◆ TASK DETAILS
Extract every line in the rows below that contains the string "cloud", and list each one on its own line.

◆ MATERIALS PROVIDED
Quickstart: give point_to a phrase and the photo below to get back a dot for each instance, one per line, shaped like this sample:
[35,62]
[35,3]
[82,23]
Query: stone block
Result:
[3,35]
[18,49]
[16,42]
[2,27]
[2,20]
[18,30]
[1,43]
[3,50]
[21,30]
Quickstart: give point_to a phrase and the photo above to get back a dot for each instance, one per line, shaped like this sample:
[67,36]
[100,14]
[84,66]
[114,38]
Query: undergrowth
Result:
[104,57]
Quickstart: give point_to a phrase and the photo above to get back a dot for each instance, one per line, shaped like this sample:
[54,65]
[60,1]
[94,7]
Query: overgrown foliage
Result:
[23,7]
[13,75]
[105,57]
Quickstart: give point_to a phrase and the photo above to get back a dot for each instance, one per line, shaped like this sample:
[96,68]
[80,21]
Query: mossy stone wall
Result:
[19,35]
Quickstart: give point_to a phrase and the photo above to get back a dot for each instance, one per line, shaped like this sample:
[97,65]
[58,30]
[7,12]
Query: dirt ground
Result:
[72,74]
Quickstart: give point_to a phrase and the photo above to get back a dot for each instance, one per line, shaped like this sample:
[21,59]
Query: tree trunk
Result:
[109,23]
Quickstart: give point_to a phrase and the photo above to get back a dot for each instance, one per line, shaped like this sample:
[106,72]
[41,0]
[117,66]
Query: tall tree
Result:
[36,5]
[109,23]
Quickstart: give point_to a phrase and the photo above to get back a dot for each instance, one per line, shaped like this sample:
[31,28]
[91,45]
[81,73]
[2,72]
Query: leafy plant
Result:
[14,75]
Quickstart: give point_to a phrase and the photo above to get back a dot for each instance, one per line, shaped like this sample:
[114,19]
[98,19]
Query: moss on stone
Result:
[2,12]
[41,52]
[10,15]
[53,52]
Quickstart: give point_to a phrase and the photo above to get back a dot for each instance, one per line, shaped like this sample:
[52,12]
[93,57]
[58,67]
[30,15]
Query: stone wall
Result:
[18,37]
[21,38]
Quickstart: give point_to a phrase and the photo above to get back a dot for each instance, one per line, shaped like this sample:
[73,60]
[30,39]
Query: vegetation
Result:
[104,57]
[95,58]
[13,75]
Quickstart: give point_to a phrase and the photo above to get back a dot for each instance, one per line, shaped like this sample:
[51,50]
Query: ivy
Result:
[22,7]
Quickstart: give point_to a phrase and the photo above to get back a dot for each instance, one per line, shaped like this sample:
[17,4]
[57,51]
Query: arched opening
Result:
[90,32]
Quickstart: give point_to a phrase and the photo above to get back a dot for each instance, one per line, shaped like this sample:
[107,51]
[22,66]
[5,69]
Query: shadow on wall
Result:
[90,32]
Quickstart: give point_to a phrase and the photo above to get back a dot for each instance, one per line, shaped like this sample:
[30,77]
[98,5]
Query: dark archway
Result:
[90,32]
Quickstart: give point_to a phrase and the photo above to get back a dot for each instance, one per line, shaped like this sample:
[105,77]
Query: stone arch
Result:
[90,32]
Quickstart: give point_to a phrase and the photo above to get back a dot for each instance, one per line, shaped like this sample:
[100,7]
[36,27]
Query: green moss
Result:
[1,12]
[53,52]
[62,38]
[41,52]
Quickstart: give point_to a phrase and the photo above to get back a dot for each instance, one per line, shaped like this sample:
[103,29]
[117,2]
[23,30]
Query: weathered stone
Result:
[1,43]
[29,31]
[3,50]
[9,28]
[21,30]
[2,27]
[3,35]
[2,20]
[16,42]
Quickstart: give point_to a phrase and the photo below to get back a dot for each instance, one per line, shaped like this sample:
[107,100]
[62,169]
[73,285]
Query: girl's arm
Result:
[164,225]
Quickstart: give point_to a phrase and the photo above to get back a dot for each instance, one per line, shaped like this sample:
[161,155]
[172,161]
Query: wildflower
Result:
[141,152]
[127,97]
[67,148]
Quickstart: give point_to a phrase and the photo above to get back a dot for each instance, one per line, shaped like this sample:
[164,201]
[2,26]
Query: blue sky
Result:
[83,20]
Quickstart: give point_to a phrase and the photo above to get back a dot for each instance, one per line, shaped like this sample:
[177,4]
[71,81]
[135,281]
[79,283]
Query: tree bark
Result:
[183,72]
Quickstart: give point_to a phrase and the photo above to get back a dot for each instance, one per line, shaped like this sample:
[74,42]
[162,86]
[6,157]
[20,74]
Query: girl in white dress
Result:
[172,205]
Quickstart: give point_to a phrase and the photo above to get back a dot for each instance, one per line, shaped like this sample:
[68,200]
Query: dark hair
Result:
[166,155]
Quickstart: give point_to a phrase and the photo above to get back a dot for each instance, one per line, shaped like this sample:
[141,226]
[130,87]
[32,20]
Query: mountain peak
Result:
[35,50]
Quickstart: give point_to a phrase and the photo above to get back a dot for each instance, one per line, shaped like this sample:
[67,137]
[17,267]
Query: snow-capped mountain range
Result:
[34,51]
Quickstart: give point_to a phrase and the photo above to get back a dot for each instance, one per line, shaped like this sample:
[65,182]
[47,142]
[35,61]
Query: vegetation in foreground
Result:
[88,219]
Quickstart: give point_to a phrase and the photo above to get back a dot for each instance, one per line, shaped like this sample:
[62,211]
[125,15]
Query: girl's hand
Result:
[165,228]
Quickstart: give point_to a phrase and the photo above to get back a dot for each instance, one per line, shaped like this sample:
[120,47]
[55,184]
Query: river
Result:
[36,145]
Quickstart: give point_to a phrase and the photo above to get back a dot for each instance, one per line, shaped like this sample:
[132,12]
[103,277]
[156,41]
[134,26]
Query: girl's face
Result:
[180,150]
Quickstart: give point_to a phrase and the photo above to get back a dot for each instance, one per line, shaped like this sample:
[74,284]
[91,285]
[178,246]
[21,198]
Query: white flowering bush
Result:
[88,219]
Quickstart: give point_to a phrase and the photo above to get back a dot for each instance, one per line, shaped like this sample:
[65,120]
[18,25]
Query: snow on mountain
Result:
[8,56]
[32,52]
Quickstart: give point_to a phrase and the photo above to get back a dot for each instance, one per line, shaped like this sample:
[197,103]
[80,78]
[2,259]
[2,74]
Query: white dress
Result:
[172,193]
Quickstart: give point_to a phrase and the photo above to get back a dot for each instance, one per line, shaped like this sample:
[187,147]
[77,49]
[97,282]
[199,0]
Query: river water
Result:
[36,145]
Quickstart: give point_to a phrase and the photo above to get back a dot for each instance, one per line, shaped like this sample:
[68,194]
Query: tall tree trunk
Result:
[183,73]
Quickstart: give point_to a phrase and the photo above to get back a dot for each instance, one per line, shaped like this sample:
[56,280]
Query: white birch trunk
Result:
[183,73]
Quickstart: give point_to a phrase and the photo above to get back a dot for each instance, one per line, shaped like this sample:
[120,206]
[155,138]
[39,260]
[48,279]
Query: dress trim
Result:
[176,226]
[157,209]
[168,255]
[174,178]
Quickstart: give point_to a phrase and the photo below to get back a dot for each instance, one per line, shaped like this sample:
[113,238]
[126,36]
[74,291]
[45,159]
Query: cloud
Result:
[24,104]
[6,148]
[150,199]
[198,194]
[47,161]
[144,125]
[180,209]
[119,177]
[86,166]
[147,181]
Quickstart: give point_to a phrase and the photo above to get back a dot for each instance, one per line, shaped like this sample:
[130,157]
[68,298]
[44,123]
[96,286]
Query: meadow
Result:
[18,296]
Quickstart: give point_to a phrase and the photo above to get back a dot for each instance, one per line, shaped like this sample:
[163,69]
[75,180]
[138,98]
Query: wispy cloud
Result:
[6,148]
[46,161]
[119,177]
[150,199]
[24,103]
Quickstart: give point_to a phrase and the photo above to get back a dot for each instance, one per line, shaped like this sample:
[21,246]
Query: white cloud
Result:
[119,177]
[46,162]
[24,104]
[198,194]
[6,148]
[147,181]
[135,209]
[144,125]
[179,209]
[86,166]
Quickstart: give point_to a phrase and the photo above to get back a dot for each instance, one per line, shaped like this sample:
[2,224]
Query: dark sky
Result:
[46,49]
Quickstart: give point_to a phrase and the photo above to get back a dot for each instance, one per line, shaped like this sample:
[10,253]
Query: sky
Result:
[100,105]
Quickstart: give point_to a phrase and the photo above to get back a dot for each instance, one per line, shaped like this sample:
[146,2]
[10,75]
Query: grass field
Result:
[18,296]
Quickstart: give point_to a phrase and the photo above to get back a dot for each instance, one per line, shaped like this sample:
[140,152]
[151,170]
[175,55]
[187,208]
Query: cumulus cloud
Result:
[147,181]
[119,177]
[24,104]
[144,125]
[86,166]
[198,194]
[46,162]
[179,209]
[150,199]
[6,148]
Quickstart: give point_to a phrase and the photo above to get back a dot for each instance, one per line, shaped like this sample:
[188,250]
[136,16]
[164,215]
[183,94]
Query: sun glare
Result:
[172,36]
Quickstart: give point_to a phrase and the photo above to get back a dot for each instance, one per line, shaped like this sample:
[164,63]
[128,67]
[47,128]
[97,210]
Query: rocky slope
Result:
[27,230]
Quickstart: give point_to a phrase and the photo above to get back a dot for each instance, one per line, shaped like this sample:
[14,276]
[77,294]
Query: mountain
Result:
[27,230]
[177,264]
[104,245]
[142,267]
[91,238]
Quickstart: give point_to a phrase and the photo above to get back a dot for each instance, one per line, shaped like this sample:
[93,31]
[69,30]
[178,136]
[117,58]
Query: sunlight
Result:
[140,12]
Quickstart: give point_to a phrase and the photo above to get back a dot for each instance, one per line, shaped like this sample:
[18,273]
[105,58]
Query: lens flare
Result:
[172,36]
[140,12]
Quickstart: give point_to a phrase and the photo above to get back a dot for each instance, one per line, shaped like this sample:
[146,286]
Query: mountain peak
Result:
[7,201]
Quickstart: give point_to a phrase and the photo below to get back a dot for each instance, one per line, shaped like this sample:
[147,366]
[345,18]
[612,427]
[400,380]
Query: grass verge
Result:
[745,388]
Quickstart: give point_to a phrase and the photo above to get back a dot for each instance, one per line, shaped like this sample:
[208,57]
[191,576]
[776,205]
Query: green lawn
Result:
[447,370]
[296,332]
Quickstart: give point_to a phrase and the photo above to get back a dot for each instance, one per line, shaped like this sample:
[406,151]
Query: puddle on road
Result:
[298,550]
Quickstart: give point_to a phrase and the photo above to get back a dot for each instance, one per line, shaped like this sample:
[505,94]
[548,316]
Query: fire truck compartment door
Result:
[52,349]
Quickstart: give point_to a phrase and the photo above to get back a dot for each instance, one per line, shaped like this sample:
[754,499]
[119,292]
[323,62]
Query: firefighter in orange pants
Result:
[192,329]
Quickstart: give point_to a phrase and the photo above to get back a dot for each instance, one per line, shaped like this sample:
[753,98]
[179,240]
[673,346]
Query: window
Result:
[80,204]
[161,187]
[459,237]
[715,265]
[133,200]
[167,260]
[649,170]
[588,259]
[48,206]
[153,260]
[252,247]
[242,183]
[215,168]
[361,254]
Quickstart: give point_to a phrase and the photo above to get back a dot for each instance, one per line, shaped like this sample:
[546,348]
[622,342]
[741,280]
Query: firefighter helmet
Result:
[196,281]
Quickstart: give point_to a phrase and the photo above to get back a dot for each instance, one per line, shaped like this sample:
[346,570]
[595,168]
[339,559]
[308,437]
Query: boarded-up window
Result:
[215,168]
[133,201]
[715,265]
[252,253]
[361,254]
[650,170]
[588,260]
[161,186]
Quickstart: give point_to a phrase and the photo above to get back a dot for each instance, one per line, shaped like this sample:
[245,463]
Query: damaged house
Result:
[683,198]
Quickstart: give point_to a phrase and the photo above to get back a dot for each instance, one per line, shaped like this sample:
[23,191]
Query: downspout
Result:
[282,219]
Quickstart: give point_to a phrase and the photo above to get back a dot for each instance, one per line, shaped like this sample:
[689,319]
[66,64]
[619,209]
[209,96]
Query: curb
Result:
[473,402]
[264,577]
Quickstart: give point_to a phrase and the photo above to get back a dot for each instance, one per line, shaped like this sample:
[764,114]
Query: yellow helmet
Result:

◆ PROBLEM SOLUTION
Query: cloud
Query: wispy cloud
Query: white cloud
Query: cumulus cloud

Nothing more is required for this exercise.